---- DATA

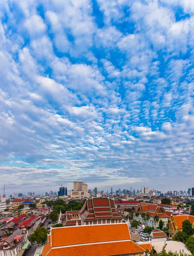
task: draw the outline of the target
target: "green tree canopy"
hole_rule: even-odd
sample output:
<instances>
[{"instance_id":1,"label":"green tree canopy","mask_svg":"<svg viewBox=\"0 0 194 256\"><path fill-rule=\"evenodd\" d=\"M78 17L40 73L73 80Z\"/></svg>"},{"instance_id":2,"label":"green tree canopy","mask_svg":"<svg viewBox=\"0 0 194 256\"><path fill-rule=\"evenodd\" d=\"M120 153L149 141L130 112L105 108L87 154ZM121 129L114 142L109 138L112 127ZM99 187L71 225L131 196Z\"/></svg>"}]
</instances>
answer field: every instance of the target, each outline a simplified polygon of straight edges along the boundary
<instances>
[{"instance_id":1,"label":"green tree canopy","mask_svg":"<svg viewBox=\"0 0 194 256\"><path fill-rule=\"evenodd\" d=\"M176 233L173 237L172 240L174 241L182 242L182 243L185 244L188 239L188 236L186 233L178 230Z\"/></svg>"},{"instance_id":2,"label":"green tree canopy","mask_svg":"<svg viewBox=\"0 0 194 256\"><path fill-rule=\"evenodd\" d=\"M159 221L159 229L161 230L162 229L163 227L164 227L164 221L162 220L160 220Z\"/></svg>"},{"instance_id":3,"label":"green tree canopy","mask_svg":"<svg viewBox=\"0 0 194 256\"><path fill-rule=\"evenodd\" d=\"M37 227L29 237L29 241L32 244L43 244L47 240L47 234L49 234L49 231L45 227Z\"/></svg>"},{"instance_id":4,"label":"green tree canopy","mask_svg":"<svg viewBox=\"0 0 194 256\"><path fill-rule=\"evenodd\" d=\"M186 243L186 246L191 253L193 255L194 253L194 237L190 236Z\"/></svg>"},{"instance_id":5,"label":"green tree canopy","mask_svg":"<svg viewBox=\"0 0 194 256\"><path fill-rule=\"evenodd\" d=\"M56 210L52 211L49 215L49 218L53 221L56 221L58 219L58 212Z\"/></svg>"},{"instance_id":6,"label":"green tree canopy","mask_svg":"<svg viewBox=\"0 0 194 256\"><path fill-rule=\"evenodd\" d=\"M169 198L164 198L161 200L161 204L171 204L171 203L172 201Z\"/></svg>"},{"instance_id":7,"label":"green tree canopy","mask_svg":"<svg viewBox=\"0 0 194 256\"><path fill-rule=\"evenodd\" d=\"M185 232L188 236L192 236L194 233L192 224L188 220L184 221L182 223L182 232Z\"/></svg>"},{"instance_id":8,"label":"green tree canopy","mask_svg":"<svg viewBox=\"0 0 194 256\"><path fill-rule=\"evenodd\" d=\"M191 204L191 215L194 216L194 204Z\"/></svg>"},{"instance_id":9,"label":"green tree canopy","mask_svg":"<svg viewBox=\"0 0 194 256\"><path fill-rule=\"evenodd\" d=\"M145 233L148 233L150 234L151 233L151 232L153 230L154 227L146 227L144 229L144 232Z\"/></svg>"}]
</instances>

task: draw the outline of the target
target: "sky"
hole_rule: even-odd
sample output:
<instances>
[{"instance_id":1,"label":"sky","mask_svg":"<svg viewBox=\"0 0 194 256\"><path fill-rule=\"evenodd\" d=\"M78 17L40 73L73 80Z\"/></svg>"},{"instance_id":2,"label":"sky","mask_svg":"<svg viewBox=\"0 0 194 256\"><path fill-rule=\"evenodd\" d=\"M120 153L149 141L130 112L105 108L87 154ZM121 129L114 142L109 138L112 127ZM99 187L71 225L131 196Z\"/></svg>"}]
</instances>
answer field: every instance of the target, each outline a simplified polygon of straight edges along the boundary
<instances>
[{"instance_id":1,"label":"sky","mask_svg":"<svg viewBox=\"0 0 194 256\"><path fill-rule=\"evenodd\" d=\"M0 1L0 193L194 186L193 0Z\"/></svg>"}]
</instances>

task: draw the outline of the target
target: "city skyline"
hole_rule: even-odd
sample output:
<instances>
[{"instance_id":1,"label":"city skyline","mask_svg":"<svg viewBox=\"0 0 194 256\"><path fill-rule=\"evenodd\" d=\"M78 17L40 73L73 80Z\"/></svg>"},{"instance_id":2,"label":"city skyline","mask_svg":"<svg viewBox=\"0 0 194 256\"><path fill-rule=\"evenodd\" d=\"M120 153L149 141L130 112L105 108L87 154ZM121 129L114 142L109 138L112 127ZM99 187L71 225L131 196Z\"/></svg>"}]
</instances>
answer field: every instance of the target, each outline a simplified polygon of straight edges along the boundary
<instances>
[{"instance_id":1,"label":"city skyline","mask_svg":"<svg viewBox=\"0 0 194 256\"><path fill-rule=\"evenodd\" d=\"M0 2L0 188L193 186L192 1Z\"/></svg>"}]
</instances>

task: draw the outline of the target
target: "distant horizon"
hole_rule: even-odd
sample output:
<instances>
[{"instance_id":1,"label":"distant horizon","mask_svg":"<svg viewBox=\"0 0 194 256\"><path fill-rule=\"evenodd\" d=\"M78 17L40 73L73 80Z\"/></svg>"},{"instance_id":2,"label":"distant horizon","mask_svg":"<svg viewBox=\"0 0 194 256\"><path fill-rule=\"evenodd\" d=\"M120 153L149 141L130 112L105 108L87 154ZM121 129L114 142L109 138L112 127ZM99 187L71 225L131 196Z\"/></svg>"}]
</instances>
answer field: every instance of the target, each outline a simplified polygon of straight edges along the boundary
<instances>
[{"instance_id":1,"label":"distant horizon","mask_svg":"<svg viewBox=\"0 0 194 256\"><path fill-rule=\"evenodd\" d=\"M0 13L1 193L194 186L193 1L12 0Z\"/></svg>"}]
</instances>

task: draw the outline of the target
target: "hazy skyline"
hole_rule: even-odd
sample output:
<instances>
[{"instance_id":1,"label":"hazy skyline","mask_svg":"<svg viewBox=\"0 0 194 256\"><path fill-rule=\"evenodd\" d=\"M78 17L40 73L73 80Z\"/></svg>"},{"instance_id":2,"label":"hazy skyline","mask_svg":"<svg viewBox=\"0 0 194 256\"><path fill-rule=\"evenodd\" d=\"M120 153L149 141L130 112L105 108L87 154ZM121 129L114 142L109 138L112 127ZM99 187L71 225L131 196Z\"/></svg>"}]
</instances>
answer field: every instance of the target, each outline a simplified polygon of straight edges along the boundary
<instances>
[{"instance_id":1,"label":"hazy skyline","mask_svg":"<svg viewBox=\"0 0 194 256\"><path fill-rule=\"evenodd\" d=\"M0 192L194 186L194 39L193 0L0 1Z\"/></svg>"}]
</instances>

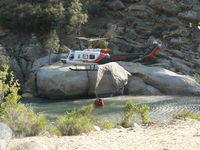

--------

**REQUIRED WORK**. Pick out and copy each line of the rows above that contains the string "skyline". Matches are case-sensitive.

**OUTPUT BELOW**.
target: "city skyline"
[{"instance_id":1,"label":"city skyline","mask_svg":"<svg viewBox=\"0 0 194 256\"><path fill-rule=\"evenodd\" d=\"M78 17L40 73L73 80Z\"/></svg>"},{"instance_id":2,"label":"city skyline","mask_svg":"<svg viewBox=\"0 0 194 256\"><path fill-rule=\"evenodd\" d=\"M120 153L149 141L130 112L105 108L87 154ZM121 129L114 142L109 138L112 127ZM99 187L71 225L131 196Z\"/></svg>"}]
[{"instance_id":1,"label":"city skyline","mask_svg":"<svg viewBox=\"0 0 194 256\"><path fill-rule=\"evenodd\" d=\"M0 2L0 188L193 186L192 1Z\"/></svg>"}]
target: "hazy skyline"
[{"instance_id":1,"label":"hazy skyline","mask_svg":"<svg viewBox=\"0 0 194 256\"><path fill-rule=\"evenodd\" d=\"M78 17L40 73L73 80Z\"/></svg>"},{"instance_id":2,"label":"hazy skyline","mask_svg":"<svg viewBox=\"0 0 194 256\"><path fill-rule=\"evenodd\" d=\"M120 153L149 141L130 112L105 108L87 154ZM121 129L114 142L109 138L112 127ZM99 187L71 225L131 196Z\"/></svg>"}]
[{"instance_id":1,"label":"hazy skyline","mask_svg":"<svg viewBox=\"0 0 194 256\"><path fill-rule=\"evenodd\" d=\"M0 192L194 186L194 39L193 0L0 1Z\"/></svg>"}]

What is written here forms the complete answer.